**Excerpt to read**
Beyond the lesion site: minocycline augments inflammation and anxiety-like behavior following SCI in rats through action on the gut microbiota

Emma K A Schmidt  1 Pamela J F Raposo  2   3 Abel Torres-Espin  4 Keith K Fenrich  1   2 Karim Fouad  5   6   7
Affiliations

Beyond the lesion site: minocycline augments inflammation and anxiety-like behavior following SCI in rats through action on the gut microbiota

Emma K A Schmidt et al. J Neuroinflammation. .

Abstract

Background: Minocycline is a clinically available synthetic tetracycline derivative with anti-inflammatory and antibiotic properties. The majority of studies show that minocycline can reduce tissue damage and improve functional recovery following central nervous system injuries, mainly attributed to the drug's direct anti-inflammatory, anti-oxidative, and neuroprotective properties. Surprisingly the consequences of minocycline's antibiotic (i.e., antibacterial) effects on the gut microbiota and systemic immune response after spinal cord injury have largely been ignored despite their links to changes in mental health and immune suppression.

**Work instructions**
Continue the minocycline and spinal cord injury abstract from where it stops.

**Extracted data**
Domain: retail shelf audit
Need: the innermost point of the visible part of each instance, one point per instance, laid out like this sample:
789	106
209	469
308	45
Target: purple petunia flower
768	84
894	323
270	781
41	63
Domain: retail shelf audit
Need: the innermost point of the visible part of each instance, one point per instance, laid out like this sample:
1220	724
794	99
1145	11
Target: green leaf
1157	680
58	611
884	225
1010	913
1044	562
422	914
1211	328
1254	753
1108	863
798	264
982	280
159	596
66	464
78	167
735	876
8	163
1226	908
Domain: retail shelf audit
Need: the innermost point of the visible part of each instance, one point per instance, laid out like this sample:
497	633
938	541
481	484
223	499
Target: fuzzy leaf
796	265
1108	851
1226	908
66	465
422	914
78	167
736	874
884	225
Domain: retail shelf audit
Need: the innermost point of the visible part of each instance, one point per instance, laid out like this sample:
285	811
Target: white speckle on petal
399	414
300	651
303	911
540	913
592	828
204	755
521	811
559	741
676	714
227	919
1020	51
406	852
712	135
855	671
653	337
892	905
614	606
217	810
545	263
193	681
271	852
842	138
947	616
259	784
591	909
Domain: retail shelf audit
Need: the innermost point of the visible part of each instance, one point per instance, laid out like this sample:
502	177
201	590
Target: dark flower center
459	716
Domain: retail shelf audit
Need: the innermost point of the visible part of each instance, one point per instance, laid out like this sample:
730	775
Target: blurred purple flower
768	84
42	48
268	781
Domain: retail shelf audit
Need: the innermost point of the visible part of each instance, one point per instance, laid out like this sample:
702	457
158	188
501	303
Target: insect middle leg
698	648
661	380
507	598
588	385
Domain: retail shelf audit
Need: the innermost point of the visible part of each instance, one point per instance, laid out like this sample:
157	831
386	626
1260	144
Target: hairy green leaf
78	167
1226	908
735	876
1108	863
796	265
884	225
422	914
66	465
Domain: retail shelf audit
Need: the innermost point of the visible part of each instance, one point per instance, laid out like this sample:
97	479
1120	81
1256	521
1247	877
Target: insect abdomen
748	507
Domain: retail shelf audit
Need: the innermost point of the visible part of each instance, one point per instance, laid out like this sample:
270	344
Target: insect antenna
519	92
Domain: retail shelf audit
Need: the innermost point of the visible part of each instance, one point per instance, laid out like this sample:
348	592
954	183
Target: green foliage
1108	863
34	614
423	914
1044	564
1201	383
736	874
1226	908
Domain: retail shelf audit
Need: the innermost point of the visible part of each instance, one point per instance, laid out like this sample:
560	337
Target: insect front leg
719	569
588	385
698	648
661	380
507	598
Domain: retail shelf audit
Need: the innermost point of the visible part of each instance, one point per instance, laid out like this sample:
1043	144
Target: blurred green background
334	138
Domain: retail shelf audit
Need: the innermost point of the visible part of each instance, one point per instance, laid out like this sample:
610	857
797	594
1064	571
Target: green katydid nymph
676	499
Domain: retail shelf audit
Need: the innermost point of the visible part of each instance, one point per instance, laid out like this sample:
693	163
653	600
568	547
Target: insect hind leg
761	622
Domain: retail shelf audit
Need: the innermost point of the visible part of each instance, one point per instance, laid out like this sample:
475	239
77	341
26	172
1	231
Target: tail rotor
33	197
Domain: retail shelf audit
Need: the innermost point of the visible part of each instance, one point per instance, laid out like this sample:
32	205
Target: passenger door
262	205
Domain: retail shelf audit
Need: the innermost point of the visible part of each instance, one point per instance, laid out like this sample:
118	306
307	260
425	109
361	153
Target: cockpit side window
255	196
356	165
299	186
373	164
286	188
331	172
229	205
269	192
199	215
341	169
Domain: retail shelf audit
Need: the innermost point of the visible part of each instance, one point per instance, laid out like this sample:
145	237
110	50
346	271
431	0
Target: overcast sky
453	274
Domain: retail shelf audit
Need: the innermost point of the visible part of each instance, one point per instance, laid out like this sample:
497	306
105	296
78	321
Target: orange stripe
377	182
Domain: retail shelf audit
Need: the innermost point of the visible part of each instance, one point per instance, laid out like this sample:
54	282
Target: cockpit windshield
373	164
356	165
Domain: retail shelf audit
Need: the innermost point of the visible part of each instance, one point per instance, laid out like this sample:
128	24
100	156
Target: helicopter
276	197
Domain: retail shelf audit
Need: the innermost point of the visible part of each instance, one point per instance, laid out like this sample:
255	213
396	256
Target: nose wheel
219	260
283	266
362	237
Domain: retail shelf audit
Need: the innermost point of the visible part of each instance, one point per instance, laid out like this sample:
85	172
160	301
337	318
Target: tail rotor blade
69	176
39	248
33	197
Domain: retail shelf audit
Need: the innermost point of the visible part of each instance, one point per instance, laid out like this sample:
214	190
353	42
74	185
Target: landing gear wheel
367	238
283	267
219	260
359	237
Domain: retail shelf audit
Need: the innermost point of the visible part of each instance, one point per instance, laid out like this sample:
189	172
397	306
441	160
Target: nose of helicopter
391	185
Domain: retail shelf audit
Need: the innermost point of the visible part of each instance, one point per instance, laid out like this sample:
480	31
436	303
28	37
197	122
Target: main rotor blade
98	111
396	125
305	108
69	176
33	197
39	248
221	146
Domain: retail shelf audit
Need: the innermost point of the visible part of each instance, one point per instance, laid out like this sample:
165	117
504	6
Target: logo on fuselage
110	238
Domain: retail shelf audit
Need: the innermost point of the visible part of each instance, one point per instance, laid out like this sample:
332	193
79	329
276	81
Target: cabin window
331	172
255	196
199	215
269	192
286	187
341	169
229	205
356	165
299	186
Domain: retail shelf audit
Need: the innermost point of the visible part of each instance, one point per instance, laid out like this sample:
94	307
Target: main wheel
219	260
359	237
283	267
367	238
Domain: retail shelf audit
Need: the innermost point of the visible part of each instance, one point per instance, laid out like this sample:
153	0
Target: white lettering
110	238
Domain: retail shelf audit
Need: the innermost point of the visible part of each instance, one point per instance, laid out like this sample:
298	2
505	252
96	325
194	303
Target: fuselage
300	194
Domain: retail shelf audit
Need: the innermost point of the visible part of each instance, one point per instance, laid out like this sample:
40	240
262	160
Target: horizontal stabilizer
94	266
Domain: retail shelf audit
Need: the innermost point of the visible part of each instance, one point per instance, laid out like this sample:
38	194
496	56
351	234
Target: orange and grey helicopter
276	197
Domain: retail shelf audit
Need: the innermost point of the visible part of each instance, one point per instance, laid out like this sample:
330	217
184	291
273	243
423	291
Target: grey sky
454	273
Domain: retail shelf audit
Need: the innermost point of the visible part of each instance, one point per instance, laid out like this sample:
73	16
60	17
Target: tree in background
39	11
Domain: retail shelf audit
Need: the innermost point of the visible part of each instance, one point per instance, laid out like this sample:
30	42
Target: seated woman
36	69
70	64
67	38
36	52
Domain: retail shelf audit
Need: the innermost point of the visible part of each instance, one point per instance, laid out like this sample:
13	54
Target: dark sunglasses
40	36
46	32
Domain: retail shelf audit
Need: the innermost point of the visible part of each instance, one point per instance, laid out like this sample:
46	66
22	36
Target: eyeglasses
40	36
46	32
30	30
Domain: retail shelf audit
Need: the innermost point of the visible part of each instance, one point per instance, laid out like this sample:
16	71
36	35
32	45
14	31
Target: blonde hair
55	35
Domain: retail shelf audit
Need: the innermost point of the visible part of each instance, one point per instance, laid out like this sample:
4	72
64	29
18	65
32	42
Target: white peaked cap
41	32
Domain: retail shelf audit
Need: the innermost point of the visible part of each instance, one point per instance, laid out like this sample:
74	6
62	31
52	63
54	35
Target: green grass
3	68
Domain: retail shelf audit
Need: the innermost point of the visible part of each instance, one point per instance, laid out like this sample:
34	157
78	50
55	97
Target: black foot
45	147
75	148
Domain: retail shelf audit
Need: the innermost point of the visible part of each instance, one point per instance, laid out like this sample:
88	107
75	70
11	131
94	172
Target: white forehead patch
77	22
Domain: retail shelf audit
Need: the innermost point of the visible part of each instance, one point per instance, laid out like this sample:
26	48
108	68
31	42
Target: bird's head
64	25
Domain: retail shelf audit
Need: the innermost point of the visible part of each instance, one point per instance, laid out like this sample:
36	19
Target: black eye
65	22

**Answer box**
Methods: Here, we sought to determine minocycline's effect on spinal cord injury-induced changes in the microbiota-immune axis using a cervical contusion injury in female Lewis rats. We investigated a group that received minocycline following spinal cord injury (immediately after injury for 7 days), an untreated spinal cord injury group, an untreated uninjured group, and an uninjured group that received minocycline. Plasma levels of cytokines/chemokines and fecal microbiota composition (using 16s rRNA sequencing) were monitored for 4 weeks following spinal cord injury as measures of the microbiota-immune axis. Additionally, motor recovery and anxiety-like behavior were assessed throughout the study, and microglial activation was analyzed immediately rostral to, caudal to, and at the lesion epicenter.

Results: We found that minocycline had a profound acute effect on the microbiota diversity and composition, which was paralleled by the subsequent normalization of spinal cord injury-induced suppression of cytokines/chemokines. Importantly, gut dysbiosis following spinal cord injury has been linked to the development of anxiety-like behavior, which was also decreased by minocycline. Furthermore, although minocycline attenuated spinal cord injury-induced microglial activation, it did not affect the lesion size or promote measurable motor recovery.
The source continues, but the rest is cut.